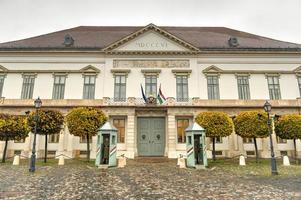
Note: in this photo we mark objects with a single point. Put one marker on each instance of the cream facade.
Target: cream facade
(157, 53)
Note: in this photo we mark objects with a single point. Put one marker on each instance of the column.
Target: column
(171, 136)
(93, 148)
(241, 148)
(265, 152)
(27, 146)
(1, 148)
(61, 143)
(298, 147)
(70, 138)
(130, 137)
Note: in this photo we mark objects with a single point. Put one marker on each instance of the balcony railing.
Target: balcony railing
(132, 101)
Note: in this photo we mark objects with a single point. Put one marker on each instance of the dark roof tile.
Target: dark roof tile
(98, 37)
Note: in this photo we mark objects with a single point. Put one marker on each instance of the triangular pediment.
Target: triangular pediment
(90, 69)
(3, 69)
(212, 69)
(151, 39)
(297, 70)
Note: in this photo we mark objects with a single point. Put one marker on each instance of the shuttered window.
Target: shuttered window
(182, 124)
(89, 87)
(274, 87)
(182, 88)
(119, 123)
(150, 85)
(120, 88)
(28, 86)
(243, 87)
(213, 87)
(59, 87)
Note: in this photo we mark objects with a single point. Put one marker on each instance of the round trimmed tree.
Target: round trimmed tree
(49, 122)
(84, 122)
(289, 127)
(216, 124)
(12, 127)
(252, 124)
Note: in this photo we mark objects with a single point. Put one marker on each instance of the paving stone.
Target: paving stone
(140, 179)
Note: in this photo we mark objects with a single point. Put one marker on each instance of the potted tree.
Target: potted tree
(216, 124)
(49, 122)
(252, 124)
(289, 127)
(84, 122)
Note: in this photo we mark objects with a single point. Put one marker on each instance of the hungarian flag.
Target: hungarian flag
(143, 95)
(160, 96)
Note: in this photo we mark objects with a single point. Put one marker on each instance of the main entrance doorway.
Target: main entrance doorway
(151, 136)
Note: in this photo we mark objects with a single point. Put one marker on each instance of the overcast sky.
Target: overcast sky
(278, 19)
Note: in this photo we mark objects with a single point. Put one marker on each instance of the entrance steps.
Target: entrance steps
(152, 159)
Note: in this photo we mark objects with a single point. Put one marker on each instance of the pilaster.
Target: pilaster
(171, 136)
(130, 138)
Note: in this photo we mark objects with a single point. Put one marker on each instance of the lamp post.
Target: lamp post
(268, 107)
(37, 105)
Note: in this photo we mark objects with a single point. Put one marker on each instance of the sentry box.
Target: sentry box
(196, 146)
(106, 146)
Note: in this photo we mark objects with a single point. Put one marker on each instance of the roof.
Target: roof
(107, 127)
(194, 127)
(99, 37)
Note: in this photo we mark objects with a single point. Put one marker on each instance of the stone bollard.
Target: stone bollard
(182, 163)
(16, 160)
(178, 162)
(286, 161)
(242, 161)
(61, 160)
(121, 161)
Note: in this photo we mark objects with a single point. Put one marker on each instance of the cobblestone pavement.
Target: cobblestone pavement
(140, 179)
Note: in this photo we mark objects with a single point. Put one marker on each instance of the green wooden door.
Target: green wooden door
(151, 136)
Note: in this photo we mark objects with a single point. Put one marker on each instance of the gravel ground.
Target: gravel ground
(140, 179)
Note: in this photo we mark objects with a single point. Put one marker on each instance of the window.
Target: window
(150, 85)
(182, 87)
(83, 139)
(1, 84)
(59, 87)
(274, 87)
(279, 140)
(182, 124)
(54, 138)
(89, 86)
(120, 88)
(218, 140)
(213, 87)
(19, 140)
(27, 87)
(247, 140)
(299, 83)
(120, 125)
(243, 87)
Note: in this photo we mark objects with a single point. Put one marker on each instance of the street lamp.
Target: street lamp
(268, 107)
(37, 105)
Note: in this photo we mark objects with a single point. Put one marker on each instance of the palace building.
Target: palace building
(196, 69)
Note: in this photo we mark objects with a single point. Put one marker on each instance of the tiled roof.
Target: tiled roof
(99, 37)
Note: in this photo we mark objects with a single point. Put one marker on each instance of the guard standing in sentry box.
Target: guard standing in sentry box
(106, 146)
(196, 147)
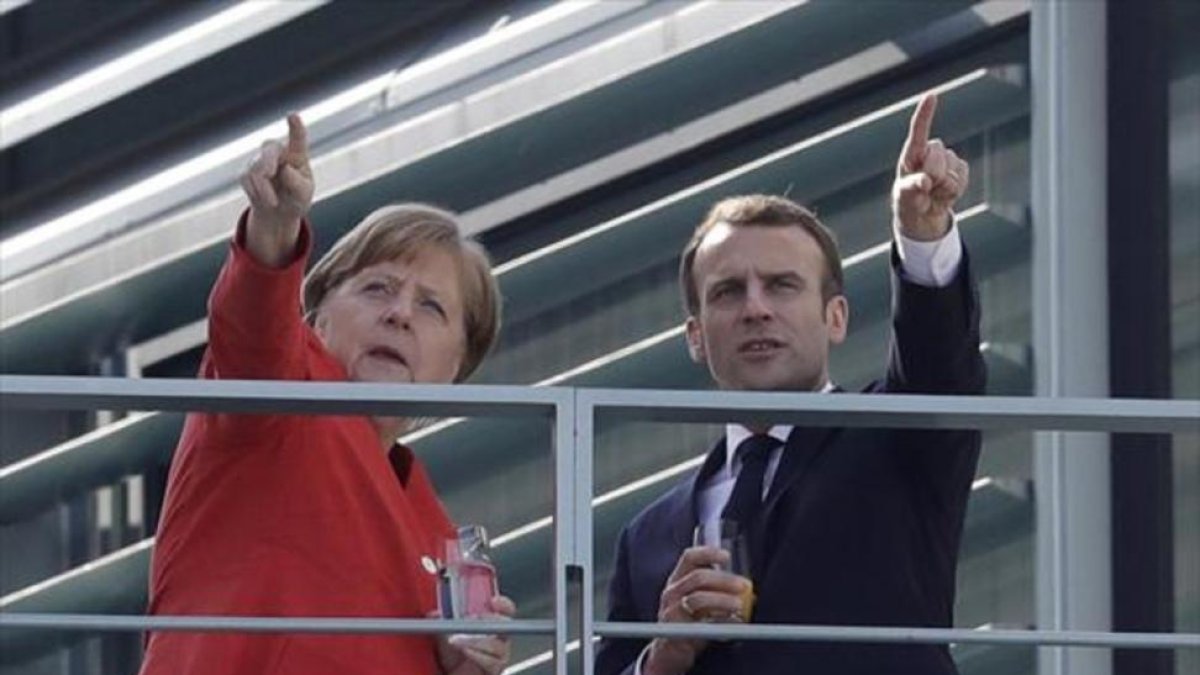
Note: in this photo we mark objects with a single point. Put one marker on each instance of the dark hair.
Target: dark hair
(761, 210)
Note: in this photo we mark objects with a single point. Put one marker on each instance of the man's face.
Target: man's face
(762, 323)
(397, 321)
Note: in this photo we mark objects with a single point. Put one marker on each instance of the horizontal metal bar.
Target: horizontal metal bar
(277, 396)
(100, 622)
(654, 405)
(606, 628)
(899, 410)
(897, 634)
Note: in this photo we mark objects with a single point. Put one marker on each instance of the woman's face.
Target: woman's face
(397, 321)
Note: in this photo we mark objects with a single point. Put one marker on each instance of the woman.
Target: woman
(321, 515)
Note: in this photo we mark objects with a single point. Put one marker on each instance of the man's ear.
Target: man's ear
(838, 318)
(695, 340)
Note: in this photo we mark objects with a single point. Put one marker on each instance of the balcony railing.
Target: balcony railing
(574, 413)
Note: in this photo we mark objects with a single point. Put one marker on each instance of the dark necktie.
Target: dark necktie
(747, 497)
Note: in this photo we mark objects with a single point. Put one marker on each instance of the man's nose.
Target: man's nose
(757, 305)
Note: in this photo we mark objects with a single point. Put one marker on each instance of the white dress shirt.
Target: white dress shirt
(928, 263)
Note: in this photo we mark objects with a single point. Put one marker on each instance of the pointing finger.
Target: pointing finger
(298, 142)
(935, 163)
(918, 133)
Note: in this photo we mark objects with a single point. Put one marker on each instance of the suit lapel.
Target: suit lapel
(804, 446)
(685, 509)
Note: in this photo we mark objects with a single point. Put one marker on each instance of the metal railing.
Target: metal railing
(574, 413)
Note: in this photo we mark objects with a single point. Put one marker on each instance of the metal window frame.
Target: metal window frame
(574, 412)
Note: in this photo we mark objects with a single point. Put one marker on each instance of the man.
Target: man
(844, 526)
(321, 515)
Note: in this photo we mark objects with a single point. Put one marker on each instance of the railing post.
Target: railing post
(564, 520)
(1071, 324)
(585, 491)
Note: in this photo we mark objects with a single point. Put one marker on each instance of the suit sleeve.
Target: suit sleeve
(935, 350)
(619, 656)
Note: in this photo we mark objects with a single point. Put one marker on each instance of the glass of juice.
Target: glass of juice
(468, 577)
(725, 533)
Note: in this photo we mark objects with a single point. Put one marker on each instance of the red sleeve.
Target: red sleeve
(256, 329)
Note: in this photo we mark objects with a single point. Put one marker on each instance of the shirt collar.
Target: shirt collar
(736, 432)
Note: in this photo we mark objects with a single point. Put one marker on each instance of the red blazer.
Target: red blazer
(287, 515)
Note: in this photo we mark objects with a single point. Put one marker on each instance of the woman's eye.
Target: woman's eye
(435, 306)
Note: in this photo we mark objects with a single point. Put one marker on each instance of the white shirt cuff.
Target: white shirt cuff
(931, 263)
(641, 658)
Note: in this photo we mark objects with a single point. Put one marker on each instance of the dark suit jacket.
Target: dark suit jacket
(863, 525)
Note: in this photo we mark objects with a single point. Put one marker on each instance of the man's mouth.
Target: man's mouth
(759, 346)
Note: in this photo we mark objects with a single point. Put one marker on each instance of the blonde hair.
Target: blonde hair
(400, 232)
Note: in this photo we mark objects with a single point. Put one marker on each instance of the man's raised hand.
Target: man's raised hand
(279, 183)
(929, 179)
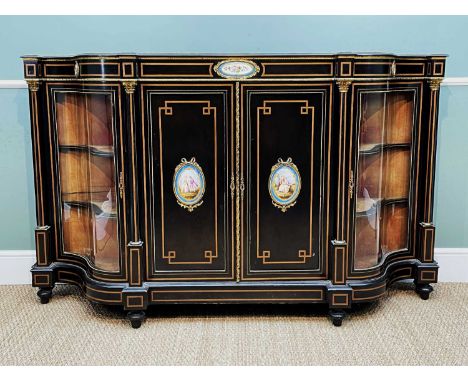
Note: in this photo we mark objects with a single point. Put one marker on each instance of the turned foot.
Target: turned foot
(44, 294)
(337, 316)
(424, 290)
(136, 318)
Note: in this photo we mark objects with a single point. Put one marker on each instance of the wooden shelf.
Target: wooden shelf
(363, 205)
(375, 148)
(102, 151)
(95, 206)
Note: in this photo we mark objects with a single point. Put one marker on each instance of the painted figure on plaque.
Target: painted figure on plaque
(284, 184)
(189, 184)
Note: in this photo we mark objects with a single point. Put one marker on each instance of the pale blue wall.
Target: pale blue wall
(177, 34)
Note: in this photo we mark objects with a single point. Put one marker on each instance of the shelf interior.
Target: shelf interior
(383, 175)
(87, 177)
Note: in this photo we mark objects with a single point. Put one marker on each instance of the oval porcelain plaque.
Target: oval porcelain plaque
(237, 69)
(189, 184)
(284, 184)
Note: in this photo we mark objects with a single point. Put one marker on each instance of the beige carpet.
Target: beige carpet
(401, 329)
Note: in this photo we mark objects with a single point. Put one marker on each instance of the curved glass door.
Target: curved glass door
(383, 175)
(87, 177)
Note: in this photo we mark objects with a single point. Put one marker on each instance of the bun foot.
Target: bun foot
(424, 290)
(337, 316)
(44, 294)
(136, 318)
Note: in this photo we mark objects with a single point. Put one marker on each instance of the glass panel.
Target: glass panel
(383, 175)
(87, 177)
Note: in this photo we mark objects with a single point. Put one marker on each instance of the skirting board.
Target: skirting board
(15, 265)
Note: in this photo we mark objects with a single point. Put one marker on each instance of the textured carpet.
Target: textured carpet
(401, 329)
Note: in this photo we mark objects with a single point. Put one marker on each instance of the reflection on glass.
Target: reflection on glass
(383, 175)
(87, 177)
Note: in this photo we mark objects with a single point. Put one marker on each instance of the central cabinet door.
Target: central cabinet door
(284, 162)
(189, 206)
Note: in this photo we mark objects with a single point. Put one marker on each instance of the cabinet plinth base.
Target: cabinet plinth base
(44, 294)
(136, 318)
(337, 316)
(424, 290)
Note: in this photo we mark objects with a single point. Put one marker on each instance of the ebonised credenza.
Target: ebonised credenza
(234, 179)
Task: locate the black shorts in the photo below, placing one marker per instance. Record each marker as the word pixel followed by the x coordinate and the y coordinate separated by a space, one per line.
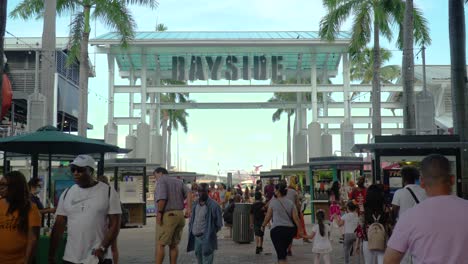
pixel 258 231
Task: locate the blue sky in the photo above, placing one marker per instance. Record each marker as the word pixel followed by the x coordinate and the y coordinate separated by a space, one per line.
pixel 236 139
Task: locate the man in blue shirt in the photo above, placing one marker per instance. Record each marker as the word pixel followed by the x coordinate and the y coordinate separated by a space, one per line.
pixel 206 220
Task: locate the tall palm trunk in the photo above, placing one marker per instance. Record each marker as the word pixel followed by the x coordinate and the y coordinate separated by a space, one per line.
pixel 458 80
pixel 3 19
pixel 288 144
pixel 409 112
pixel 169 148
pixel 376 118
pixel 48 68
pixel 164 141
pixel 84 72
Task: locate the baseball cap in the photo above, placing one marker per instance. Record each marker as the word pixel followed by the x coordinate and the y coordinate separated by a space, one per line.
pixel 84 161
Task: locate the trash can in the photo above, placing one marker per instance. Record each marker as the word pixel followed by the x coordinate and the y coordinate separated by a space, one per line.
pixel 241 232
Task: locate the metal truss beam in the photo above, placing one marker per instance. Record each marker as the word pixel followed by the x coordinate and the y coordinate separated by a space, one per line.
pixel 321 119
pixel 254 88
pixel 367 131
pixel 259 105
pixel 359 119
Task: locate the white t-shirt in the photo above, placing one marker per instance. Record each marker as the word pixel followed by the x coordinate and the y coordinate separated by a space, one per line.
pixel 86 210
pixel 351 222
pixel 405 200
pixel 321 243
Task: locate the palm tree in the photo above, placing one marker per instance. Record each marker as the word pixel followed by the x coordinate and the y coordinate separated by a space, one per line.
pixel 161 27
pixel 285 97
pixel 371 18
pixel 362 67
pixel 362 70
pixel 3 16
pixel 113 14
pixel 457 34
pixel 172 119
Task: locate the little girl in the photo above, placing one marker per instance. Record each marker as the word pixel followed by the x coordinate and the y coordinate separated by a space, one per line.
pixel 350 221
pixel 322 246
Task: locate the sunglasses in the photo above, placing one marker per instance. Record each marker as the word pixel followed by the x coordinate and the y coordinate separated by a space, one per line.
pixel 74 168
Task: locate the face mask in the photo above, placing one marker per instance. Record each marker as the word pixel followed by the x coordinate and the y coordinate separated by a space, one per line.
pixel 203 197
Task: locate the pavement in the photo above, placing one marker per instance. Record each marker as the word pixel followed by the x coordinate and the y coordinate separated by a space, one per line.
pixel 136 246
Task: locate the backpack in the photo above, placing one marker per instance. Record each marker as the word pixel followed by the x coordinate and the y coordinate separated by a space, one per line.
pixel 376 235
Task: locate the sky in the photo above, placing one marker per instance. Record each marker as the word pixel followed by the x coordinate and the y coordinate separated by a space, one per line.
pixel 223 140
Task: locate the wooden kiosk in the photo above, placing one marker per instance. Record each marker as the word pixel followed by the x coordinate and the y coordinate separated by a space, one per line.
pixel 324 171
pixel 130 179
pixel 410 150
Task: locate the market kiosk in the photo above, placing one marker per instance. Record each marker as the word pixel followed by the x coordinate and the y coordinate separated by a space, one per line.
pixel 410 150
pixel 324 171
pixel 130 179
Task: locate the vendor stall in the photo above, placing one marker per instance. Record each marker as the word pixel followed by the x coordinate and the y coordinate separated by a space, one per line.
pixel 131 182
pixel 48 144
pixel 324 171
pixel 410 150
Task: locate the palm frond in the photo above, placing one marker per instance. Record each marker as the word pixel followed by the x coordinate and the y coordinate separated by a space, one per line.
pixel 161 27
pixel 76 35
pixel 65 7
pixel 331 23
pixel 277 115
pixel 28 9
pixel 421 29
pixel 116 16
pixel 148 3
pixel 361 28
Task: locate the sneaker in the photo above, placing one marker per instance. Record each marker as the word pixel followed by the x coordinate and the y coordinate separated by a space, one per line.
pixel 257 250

- _What needs to be done_
Reproduce exactly the section above that begins at the line containing "Target: man's face" and ends at the line containing "the man's ear.", leaving out all other lines.

- _Answer below_
Target: man's face
(762, 323)
(397, 321)
Note: in this photo we mark objects with a single point. Put one marker on each instance of the horizontal metal bar.
Target: horizontal metal bar
(277, 396)
(100, 622)
(654, 405)
(606, 628)
(899, 410)
(897, 634)
Note: in this photo we mark objects with a single point. Put one marker on each instance of the woman's face.
Target: woman's face
(397, 321)
Note: in this photo we mark objects with a single point. Put one marker on each instance of the woman.
Target: woman
(321, 515)
Note: in this photo we mark objects with a single point. Put one marker on each instance of the man's ear.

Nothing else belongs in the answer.